-------- DATA SECTION
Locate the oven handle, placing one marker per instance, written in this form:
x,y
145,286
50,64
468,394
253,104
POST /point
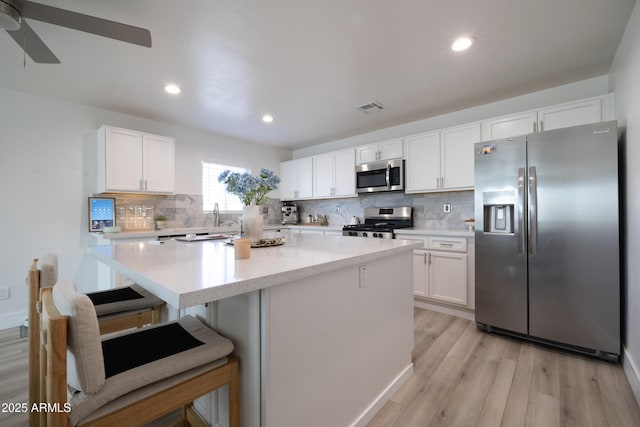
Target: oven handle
x,y
388,176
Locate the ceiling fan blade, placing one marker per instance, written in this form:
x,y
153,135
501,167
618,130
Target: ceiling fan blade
x,y
33,45
86,23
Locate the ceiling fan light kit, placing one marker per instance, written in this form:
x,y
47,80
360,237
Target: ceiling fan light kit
x,y
13,13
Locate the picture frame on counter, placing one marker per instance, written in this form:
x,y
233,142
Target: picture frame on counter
x,y
102,211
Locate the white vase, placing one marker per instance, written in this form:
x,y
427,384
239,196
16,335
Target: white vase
x,y
252,222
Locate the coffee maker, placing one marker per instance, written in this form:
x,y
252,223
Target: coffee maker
x,y
289,213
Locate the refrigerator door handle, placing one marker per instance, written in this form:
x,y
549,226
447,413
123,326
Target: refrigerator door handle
x,y
533,211
521,204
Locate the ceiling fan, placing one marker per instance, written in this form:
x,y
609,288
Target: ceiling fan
x,y
14,12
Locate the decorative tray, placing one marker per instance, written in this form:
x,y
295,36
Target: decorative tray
x,y
264,243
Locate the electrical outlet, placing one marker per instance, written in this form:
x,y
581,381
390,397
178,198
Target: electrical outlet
x,y
363,276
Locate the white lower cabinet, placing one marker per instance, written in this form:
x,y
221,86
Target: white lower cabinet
x,y
440,276
443,272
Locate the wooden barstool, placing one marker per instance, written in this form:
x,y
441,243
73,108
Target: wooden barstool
x,y
120,308
132,378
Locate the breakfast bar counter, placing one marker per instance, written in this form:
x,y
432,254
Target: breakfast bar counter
x,y
323,325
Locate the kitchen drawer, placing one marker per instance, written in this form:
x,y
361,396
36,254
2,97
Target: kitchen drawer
x,y
457,244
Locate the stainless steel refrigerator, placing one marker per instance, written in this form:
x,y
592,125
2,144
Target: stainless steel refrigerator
x,y
547,238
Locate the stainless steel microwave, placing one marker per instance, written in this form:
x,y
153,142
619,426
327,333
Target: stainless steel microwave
x,y
387,175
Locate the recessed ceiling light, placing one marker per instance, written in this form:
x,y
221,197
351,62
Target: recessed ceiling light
x,y
172,89
462,43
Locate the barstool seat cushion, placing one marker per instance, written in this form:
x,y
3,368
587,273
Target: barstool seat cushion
x,y
128,370
119,300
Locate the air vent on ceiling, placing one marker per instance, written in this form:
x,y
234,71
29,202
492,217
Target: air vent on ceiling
x,y
371,106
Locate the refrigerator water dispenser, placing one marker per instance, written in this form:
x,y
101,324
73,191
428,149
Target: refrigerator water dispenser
x,y
498,212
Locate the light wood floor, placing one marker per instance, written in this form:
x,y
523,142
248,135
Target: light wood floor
x,y
462,377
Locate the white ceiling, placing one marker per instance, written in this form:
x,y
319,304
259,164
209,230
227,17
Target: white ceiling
x,y
310,63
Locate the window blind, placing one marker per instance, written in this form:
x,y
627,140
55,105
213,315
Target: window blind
x,y
214,191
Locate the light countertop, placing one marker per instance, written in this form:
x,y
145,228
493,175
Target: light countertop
x,y
185,274
431,232
273,227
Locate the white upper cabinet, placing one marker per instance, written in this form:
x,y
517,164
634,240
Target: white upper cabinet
x,y
334,174
458,157
442,160
508,126
590,110
296,179
570,114
386,150
422,165
135,162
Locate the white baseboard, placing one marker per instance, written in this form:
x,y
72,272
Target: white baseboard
x,y
464,313
632,373
12,320
382,399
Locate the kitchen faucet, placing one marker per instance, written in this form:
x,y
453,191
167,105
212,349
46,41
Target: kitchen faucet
x,y
216,215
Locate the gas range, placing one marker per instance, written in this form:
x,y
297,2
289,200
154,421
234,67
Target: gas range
x,y
379,223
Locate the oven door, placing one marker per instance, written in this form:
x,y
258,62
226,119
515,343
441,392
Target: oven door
x,y
380,176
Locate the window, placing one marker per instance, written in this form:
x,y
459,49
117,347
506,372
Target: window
x,y
214,191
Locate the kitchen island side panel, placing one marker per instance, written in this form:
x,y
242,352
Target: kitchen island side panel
x,y
336,344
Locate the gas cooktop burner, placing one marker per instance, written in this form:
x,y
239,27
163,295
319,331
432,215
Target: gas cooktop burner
x,y
380,222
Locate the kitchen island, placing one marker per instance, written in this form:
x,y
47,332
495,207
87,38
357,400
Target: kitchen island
x,y
323,325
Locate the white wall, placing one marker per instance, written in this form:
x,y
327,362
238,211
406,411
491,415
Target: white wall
x,y
47,171
624,78
557,95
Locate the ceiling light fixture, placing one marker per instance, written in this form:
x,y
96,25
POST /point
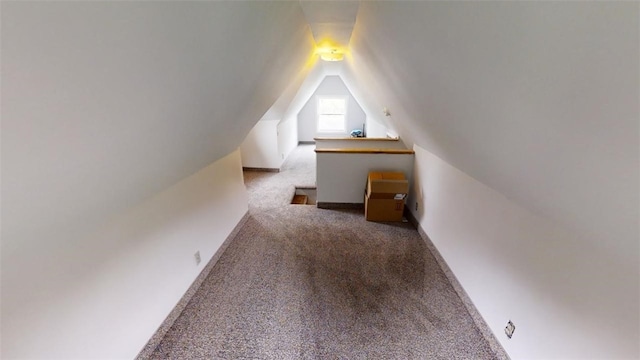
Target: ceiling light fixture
x,y
331,54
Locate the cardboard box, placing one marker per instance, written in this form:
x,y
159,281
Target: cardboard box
x,y
385,196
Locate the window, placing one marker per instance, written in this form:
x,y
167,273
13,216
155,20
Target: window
x,y
331,115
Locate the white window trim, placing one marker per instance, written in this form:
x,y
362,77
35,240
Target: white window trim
x,y
346,110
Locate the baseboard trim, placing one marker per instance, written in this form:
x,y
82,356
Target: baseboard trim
x,y
260,169
330,205
157,337
485,330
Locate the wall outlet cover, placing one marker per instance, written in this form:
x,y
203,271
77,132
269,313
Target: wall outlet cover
x,y
509,329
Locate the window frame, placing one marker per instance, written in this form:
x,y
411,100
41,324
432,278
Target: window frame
x,y
319,98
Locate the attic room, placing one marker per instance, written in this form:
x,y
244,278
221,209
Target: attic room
x,y
122,128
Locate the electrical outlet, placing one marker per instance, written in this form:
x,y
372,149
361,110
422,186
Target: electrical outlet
x,y
509,329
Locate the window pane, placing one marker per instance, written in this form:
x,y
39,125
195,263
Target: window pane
x,y
331,123
331,106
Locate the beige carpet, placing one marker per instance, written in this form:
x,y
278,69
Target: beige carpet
x,y
300,282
----------------
### [WHAT IS NEEDED]
In the material above, repeat each entry exactly and omit every picture.

### [PROBLEM SOLUTION]
Locate the oven handle, placing one marker per instance, written in this form:
x,y
145,286
50,64
468,394
253,104
POST /point
Target: oven handle
x,y
388,176
Locate the ceiling fan blade, placing one marker per instance, written in this form:
x,y
153,135
501,167
618,130
Target: ceiling fan blade
x,y
33,45
86,23
Locate the ceiling fan light kit, placing one marker per instance, written in this form:
x,y
47,80
360,237
Target: ceiling fan light kit
x,y
13,13
Locate the picture frame on counter, placing one marker per instance, written in this form:
x,y
233,142
Target: picture frame on counter
x,y
102,211
Locate the white vase, placing one marker per instance, written in this form:
x,y
427,384
239,196
16,335
Target: white vase
x,y
252,222
Locate the coffee maker, placing one marker per instance, written in this form:
x,y
252,223
Target: coffee maker
x,y
289,213
Locate the refrigerator door handle, placing one marker per instance, written in this form:
x,y
549,226
447,413
123,326
Target: refrigerator door handle
x,y
533,211
521,204
Locate the ceiling fan, placing one marker per instance, written in this form:
x,y
609,288
Target: ceiling fan
x,y
14,12
Locate the decorative tray, placing one marker per instance, written in this form:
x,y
295,36
Target: decorative tray
x,y
264,243
Locate the electrical outlet, placing one marker per instance, written in this form:
x,y
581,381
390,397
178,198
Target: electrical outlet
x,y
363,276
Locate the white lower cabinet, placing one marker per instance, written in this form:
x,y
221,86
Target: white lower cabinet
x,y
440,276
443,272
Locate the wooden barstool, placing one marker per instance, written in this form:
x,y
441,243
73,108
Target: wooden barstool
x,y
120,308
132,378
Locate the breakfast bar counter, placing one marker per instance, written in this form:
x,y
432,254
Target: breakfast bar counter
x,y
323,325
Locate the kitchen drawer, placing one marker per instance, written in this form:
x,y
361,396
36,254
2,97
Target: kitchen drawer
x,y
457,244
Locate the stainless steel refrigerator, placing one marker per instance, written in this form:
x,y
592,125
2,144
Target: stainless steel refrigerator
x,y
547,238
Locate the stainless steel microwave, placing one marker per instance, written in this form:
x,y
153,142
619,426
327,333
Target: stainless steel microwave
x,y
387,175
Locate the recessed ceiling light, placing one marker per instance, written in this form:
x,y
221,197
351,62
Target: recessed ceiling light
x,y
172,89
462,43
Locate the barstool seat cushion, placing one marker per instance, written in this form:
x,y
3,368
587,273
Target: barstool seat cushion
x,y
128,370
119,300
Locate the air vent on ceiling, placing one marker per instance, written in this form:
x,y
234,71
29,202
492,217
Target: air vent on ceiling
x,y
371,106
Locate the refrigerator water dispenser, placing one marker per instance, written in this form:
x,y
101,324
73,191
428,149
Target: refrigerator water dispenser
x,y
498,212
Locate the light wood floor, placing one marker per instance, written in this form:
x,y
523,142
248,135
Target: light wood floor
x,y
462,377
Locate the white ceiling, placing one marker per instance, written in this form:
x,y
319,304
259,164
209,230
227,17
Target: white ceiling
x,y
310,63
Locate the window blind, placing one marker per instance, written in this form:
x,y
627,140
55,105
213,315
Target: window blind
x,y
214,191
Locate the light countertop, placing one marker per instance, written in this form:
x,y
145,228
493,175
Target: light countertop
x,y
185,274
431,232
273,227
Locate the white upper cabinet, placing one marker per instance, written in this form:
x,y
517,164
634,240
Target: white upper cabinet
x,y
334,174
458,157
442,160
508,126
590,110
296,179
570,114
386,150
422,165
135,162
Locate the white baseboard, placing one marker per instance, written in this form:
x,y
72,272
Target: white baseboard
x,y
464,313
632,373
12,320
382,399
Locate the kitchen faucet, placing one marker per instance, written in this form:
x,y
453,191
167,105
212,349
46,41
Target: kitchen faucet
x,y
216,215
Locate the gas range, placing one marker per instance, written in this form:
x,y
297,2
289,200
154,421
234,67
Target: gas range
x,y
379,223
Locate the oven door, placing one marker per instance, written in this form:
x,y
258,62
226,119
515,343
441,392
Target: oven door
x,y
380,176
Locate the window, placing one marker per instance, written in this form:
x,y
459,49
117,347
506,372
Target: window
x,y
214,191
Locate the kitchen island side panel, placing one marker per instance, written in this form:
x,y
242,352
Target: kitchen island side panel
x,y
336,344
Locate the gas cooktop burner, placing one marker per instance, written in this form:
x,y
239,27
163,295
319,331
432,215
Target: gas cooktop burner
x,y
380,222
Locate the kitchen island, placing one marker per instance, written in this form:
x,y
47,332
495,207
87,38
357,400
Target: kitchen island
x,y
323,325
Locate the white wall, placing one marker per instance, written in this form:
x,y
327,362
238,211
406,411
491,415
Target: white wall
x,y
47,171
624,78
557,95
Locate the ceiling light fixture, placing one marker per instance, written in this form:
x,y
96,25
POST /point
Target: ceiling light fixture
x,y
331,54
Locate the cardboard box, placing one marker per instance, written in this form:
x,y
159,281
Target: cardboard box
x,y
385,196
Locate the window, placing one marker per instance, written in this form:
x,y
167,273
13,216
155,20
Target: window
x,y
331,115
Locate the white window trim, placing one marker per instance, written in this form:
x,y
362,77
35,240
Target: white window trim
x,y
346,110
Locate the baseboard trim, placing one marker per instance, written in this form:
x,y
82,356
Target: baseboard trim
x,y
260,169
330,205
157,337
485,330
Locate the wall outlet cover, placing one marker per instance, written in this form:
x,y
203,271
77,132
269,313
Target: wall outlet cover
x,y
509,329
Locate the window frame, placing one marker per instance, written in this form:
x,y
411,100
41,324
432,278
Target: window frame
x,y
319,98
Locate the attic room, placing one marker per instance, written in this form:
x,y
244,278
221,209
Target: attic room
x,y
122,128
Locate the electrical outlet, placing one marker per instance, written in this form:
x,y
372,149
361,110
422,186
Target: electrical outlet
x,y
509,329
Locate the window pane, placing one marker per instance, written in this form:
x,y
39,125
195,263
Target: window pane
x,y
331,123
331,106
Locate the beige carpet, placing one marker per instance, written in this form:
x,y
278,69
Target: beige carpet
x,y
300,282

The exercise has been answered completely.